Document text Start Marker

Who says the rapture didn’t happen?

Well, I, for one, was slightly disappointed that the Rapture didn’t go down. For one thing, it would have really fired up the old weekend news cycle to have millions of people just floating off into the sky, their pilotless cars careening all over the roads, slamming into the vehicles of sinners who would suddenly have to go into a truly frantic dodge and swerve mode to survive. I wonder if those of us left behind would have actually seen anything—Christian friends waving to us as they floated off? Christian friends flipping us off as they sailed skyward? Colored vapor trails as souls departed? Absolutely nothing?

Or did the Rapture actually take place, but since only 23 people were chosen for the Heavenly Ticket (since Jesus does have standards, it turns out), their disappearance went unnoticed?

What’s amazing about this story, in retrospect, is that anybody paid any attention to this joker in Oakland in the first place. I mean, come on, don’t you need a little something more these days to get on the news than just another ho-hum Rapture prediction? I mean, fercrissake, I’m 58 years old, and I think this was my 13th busted Rapture call. Something like that. I’ve lost count, to tell the truth. All I know is crackpot Christian ministers have shredded every last ounce of their cred, if they had any to begin with. At least the money’s good in that racket. I’m guessing the good Rev. Camping will be able to pay cash for his new Sedan de Ville.

Another pleasant upside to last Saturday’s Rapture, if it had happened, would have been the instant departure of a whole lot of—and let’s not shy away from this—some truly annoying know-it-alls. I keep thinking that Nature will control our numbers via some new kind of killer disease or something. Maybe Pakistani nukes that fall into the wrong hands. But I’ve totally overlooked the Rapture Effect as a boffo means of quick population control. Check it out. It’s estimated that 75 percent of Americans are Christian. That’s 75 percent in a country of 300 million. Now, granted, a lot of folks in that 75 percent are bogus, as in jive weakass Trump-like Christians who only go to church on Christmas/Easter. So let’s say Jesus only allows the Truly Born Again on the Rapture Express, say, 20 percent of America. That means 60 million men, women and kids gone in a flash. Bingo! No jobs problem! In the space of a day, the unemployment rate goes to zero. Team Obama smells landslide!

Of course, there would be plagues of locusts and frogs and stuff, so that’d be a hassle. And then there’ll be all those legions of Satan tromping around, and who knows what nastiness they’ll be slingin’, but hey, with the death of bin Laden, we need some new boogeymen to occupy the national mindset.

Document text End Marker

## What the task requires
Copy out the entire Rapture column above, word for word.

Records Start Marker

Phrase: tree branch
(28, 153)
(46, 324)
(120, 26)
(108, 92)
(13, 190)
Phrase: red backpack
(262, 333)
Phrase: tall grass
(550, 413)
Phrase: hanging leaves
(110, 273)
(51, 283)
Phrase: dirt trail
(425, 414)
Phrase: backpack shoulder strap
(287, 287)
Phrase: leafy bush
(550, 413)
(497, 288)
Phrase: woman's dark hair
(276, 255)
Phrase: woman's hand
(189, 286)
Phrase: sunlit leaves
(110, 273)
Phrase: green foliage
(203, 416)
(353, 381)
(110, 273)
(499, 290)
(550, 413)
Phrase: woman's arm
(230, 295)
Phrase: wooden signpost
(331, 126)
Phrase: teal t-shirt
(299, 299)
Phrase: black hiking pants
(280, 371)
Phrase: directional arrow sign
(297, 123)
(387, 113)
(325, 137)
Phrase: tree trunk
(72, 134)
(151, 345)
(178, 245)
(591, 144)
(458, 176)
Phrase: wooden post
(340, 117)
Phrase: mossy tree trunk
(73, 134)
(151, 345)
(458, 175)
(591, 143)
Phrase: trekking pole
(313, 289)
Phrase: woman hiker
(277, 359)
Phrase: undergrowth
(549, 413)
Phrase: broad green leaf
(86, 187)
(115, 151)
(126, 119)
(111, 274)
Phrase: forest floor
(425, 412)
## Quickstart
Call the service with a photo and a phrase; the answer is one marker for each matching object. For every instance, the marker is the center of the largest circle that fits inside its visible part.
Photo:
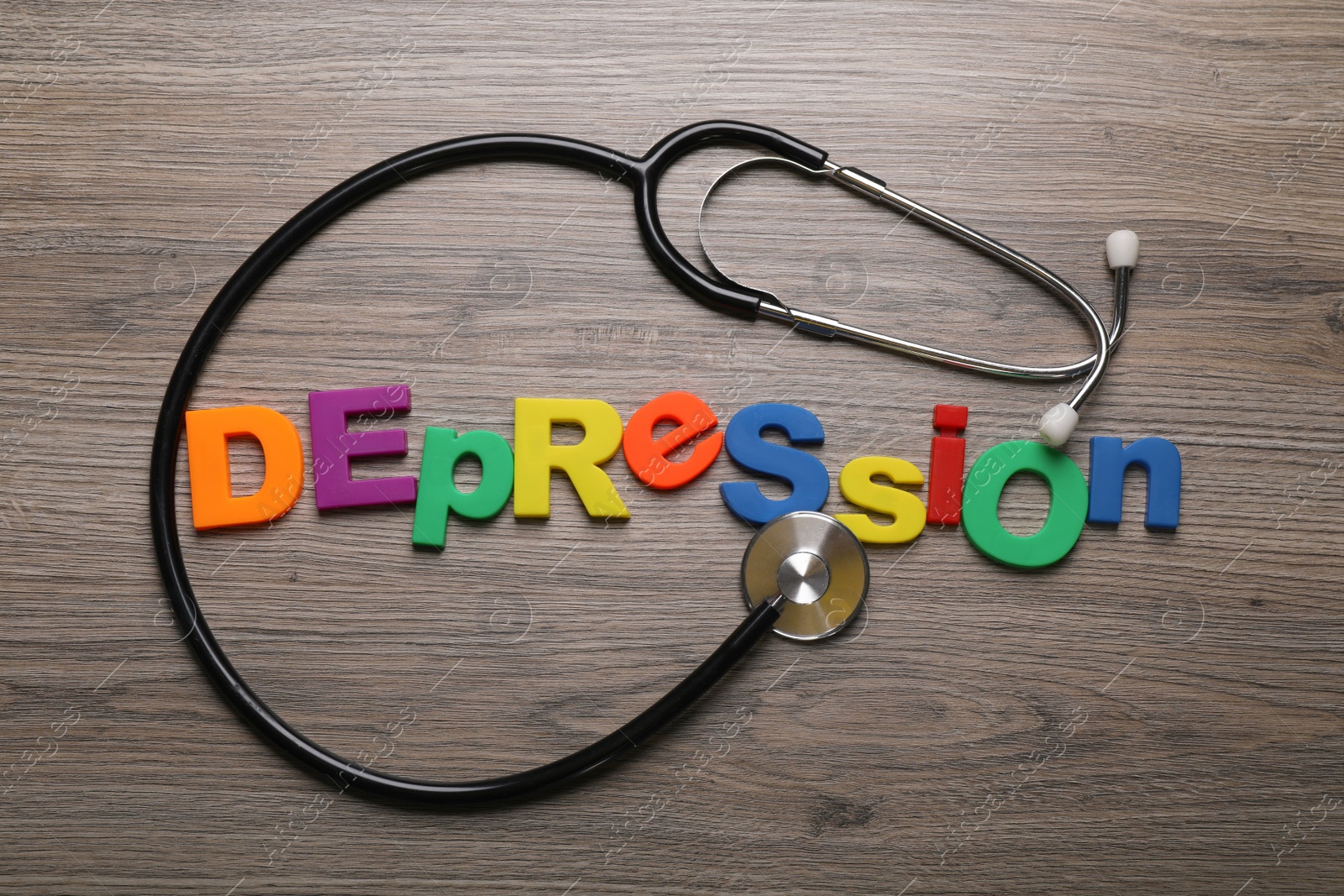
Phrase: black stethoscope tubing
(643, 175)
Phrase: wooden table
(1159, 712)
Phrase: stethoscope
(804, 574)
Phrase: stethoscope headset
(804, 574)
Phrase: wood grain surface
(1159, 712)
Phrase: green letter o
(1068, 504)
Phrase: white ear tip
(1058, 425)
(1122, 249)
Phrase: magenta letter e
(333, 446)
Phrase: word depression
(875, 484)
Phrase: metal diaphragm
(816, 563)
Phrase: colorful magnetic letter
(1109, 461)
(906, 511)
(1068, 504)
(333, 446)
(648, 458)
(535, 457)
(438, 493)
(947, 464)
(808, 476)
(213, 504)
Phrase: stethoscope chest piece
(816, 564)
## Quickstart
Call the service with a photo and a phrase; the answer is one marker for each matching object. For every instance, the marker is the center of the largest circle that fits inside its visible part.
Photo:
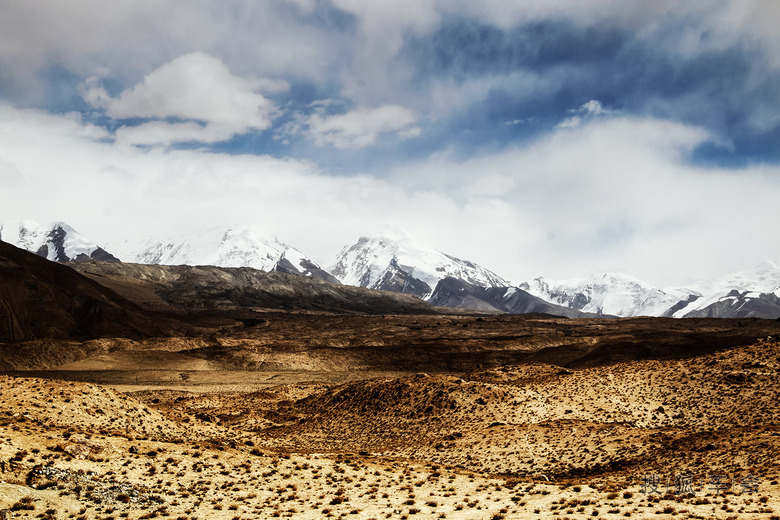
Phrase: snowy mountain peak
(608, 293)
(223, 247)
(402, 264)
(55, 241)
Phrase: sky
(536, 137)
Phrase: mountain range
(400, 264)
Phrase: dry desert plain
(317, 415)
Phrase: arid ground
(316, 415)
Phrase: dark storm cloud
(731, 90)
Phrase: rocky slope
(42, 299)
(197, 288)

Records End Marker

## Task response
Who says the rapture didn’t happen?

Well, I, for one, was slightly disappointed that the Rapture didn’t go down. For one thing, it would have really fired up the old weekend news cycle to have millions of people just floating off into the sky, their pilotless cars careening all over the roads, slamming into the vehicles of sinners who would suddenly have to go into a truly frantic dodge and swerve mode to survive. I wonder if those of us left behind would have actually seen anything—Christian friends waving to us as they floated off? Christian friends flipping us off as they sailed skyward? Colored vapor trails as souls departed? Absolutely nothing?

Or did the Rapture actually take place, but since only 23 people were chosen for the Heavenly Ticket (since Jesus does have standards, it turns out), their disappearance went unnoticed?

What’s amazing about this story, in retrospect, is that anybody paid any attention to this joker in Oakland in the first place. I mean, come on, don’t you need a little something more these days to get on the news than just another ho-hum Rapture prediction? I mean, fercrissake, I’m 58 years old, and I think this was my 13th busted Rapture call. Something like that. I’ve lost count, to tell the truth. All I know is crackpot Christian ministers have shredded every last ounce of their cred, if they had any to begin with. At least the money’s good in that racket. I’m guessing the good Rev. Camping will be able to pay cash for his new Sedan de Ville.

Another pleasant upside to last Saturday’s Rapture, if it had happened, would have been the instant departure of a whole lot of—and let’s not shy away from this—some truly annoying know-it-alls. I keep thinking that Nature will control our numbers via some new kind of killer disease or something. Maybe Pakistani nukes that fall into the wrong hands. But I’ve totally overlooked the Rapture Effect as a boffo means of quick population control. Check it out. It’s estimated that 75 percent of Americans are Christian. That’s 75 percent in a country of 300 million. Now, granted, a lot of folks in that 75 percent are bogus, as in jive weakass Trump-like Christians who only go to church on Christmas/Easter. So let’s say Jesus only allows the Truly Born Again on the Rapture Express, say, 20 percent of America. That means 60 million men, women and kids gone in a flash. Bingo! No jobs problem! In the space of a day, the unemployment rate goes to zero. Team Obama smells landslide!

Of course, there would be plagues of locusts and frogs and stuff, so that’d be a hassle. And then there’ll be all those legions of Satan tromping around, and who knows what nastiness they’ll be slingin’, but hey, with the death of bin Laden, we need some new boogeymen to occupy the national mindset.